## Problem
Reproduce the lines of the listing below verbatim, starting with the line containing "Annotation task — mark the hockey stick" and ending with the line containing "<point>879,621</point>", both included.
___
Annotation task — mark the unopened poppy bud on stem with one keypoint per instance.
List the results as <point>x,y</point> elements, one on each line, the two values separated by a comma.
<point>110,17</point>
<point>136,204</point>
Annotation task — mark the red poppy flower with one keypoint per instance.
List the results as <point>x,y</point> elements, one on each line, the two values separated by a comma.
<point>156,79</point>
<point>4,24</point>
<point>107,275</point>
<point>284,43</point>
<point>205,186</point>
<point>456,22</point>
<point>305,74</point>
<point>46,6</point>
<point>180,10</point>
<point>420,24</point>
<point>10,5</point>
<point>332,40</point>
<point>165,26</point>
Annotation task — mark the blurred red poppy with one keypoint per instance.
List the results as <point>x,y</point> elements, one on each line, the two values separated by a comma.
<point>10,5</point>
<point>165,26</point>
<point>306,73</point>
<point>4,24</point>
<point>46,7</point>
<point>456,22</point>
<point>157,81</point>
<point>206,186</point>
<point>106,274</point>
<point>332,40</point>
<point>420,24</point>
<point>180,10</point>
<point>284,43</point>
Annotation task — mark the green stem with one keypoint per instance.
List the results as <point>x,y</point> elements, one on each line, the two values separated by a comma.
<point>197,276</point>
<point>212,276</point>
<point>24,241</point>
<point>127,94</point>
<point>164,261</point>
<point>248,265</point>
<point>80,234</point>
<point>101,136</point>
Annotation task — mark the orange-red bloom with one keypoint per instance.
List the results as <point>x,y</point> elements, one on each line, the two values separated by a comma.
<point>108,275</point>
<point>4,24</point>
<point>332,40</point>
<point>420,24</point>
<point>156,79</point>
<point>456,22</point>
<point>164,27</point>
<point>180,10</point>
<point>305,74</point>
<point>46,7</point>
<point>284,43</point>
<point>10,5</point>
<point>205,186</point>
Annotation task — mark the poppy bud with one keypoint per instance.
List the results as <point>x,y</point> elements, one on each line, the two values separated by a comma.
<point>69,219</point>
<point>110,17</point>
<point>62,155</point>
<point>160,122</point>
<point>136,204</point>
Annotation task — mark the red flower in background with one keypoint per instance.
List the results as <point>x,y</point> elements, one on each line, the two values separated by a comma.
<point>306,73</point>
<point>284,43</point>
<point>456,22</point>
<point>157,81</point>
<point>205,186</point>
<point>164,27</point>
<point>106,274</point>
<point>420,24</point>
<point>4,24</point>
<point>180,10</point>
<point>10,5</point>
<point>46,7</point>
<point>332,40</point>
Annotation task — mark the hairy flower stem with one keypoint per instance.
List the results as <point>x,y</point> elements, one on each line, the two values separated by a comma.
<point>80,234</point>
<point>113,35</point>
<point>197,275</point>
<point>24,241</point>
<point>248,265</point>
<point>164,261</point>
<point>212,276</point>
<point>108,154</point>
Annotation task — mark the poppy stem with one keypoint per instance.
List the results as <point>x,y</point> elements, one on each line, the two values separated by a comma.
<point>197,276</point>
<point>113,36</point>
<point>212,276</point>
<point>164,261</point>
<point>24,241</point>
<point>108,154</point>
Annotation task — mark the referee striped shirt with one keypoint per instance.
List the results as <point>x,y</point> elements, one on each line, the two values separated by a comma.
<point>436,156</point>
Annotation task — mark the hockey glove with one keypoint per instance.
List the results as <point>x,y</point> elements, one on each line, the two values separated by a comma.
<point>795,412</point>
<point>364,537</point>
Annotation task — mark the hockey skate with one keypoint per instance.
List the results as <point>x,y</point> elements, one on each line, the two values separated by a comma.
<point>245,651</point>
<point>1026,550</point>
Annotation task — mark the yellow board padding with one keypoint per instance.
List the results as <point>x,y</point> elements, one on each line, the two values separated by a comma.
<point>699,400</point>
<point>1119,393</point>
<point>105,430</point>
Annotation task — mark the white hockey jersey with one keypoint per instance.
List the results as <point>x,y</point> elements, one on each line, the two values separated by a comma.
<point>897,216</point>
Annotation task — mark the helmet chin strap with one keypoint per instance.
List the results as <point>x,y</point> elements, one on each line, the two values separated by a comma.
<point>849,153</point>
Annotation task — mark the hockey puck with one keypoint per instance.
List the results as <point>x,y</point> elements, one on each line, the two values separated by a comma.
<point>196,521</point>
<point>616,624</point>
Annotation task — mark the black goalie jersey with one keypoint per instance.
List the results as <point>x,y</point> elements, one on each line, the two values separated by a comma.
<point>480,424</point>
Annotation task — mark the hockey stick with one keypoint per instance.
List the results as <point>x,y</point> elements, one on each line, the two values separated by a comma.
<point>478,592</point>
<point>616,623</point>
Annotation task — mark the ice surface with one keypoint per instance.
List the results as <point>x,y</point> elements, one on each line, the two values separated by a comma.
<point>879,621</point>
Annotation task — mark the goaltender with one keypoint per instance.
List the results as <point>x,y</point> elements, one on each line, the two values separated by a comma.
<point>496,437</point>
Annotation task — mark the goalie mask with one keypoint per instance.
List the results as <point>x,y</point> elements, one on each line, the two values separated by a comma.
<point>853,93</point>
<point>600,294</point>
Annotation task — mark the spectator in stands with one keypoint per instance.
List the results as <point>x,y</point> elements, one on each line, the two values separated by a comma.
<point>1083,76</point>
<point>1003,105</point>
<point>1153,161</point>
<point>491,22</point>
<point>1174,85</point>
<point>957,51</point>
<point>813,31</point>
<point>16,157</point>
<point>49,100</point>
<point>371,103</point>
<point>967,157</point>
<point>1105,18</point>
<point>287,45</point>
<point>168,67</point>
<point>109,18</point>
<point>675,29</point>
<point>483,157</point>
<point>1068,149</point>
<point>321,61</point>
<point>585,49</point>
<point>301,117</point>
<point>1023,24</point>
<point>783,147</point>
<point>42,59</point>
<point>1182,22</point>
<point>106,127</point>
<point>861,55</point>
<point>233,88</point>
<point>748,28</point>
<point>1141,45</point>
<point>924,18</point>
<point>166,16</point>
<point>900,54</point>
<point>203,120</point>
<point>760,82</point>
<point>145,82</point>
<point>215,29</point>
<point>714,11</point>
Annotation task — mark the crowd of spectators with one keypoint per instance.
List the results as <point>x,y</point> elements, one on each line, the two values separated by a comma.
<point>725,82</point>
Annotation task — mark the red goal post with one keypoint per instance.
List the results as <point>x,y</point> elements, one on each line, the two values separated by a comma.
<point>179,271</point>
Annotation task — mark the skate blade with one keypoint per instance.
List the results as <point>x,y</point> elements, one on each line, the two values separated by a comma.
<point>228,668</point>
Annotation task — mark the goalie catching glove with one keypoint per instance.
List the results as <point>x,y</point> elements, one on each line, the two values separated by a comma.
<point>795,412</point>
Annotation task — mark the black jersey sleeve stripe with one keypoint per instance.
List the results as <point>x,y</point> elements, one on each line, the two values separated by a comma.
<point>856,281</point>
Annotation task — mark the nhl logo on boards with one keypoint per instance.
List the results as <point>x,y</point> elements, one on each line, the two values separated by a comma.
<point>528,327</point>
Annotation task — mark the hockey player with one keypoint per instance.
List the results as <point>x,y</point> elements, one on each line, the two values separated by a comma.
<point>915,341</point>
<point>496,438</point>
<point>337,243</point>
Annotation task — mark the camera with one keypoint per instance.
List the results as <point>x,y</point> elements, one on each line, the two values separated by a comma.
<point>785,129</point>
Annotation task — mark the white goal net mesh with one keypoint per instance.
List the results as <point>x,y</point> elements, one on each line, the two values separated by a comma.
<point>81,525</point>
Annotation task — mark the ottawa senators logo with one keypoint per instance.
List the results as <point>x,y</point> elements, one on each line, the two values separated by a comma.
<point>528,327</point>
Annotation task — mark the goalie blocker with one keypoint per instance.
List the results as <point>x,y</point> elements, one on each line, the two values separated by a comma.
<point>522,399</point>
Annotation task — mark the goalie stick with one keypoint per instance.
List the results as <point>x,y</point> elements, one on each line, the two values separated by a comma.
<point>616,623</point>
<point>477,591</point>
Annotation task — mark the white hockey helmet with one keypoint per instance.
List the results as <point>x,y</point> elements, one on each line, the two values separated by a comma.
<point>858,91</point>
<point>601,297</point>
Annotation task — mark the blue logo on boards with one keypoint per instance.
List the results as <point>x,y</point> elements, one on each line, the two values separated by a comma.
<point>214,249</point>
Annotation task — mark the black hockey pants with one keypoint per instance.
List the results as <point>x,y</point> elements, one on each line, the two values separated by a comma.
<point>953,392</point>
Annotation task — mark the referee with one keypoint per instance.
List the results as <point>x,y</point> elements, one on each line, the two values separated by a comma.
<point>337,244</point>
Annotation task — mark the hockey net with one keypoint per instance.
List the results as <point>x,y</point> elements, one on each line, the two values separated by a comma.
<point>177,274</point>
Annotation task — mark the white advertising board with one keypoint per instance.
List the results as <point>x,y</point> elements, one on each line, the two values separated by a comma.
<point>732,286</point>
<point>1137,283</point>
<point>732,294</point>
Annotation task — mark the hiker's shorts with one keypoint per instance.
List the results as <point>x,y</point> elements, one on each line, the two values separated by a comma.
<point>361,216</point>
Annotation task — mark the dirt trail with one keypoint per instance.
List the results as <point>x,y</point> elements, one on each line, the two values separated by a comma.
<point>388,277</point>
___
## Written solution
Annotation task — mark the hockey stick with one keypoint per instance.
List the results as <point>x,y</point> elements, one on each line, the two values separated by a comma.
<point>478,592</point>
<point>616,623</point>
Annotation task — mark the ice surface with one keypoint per instance.
List the results as <point>x,y</point> elements, one on each line, the two values separated by a comma.
<point>879,621</point>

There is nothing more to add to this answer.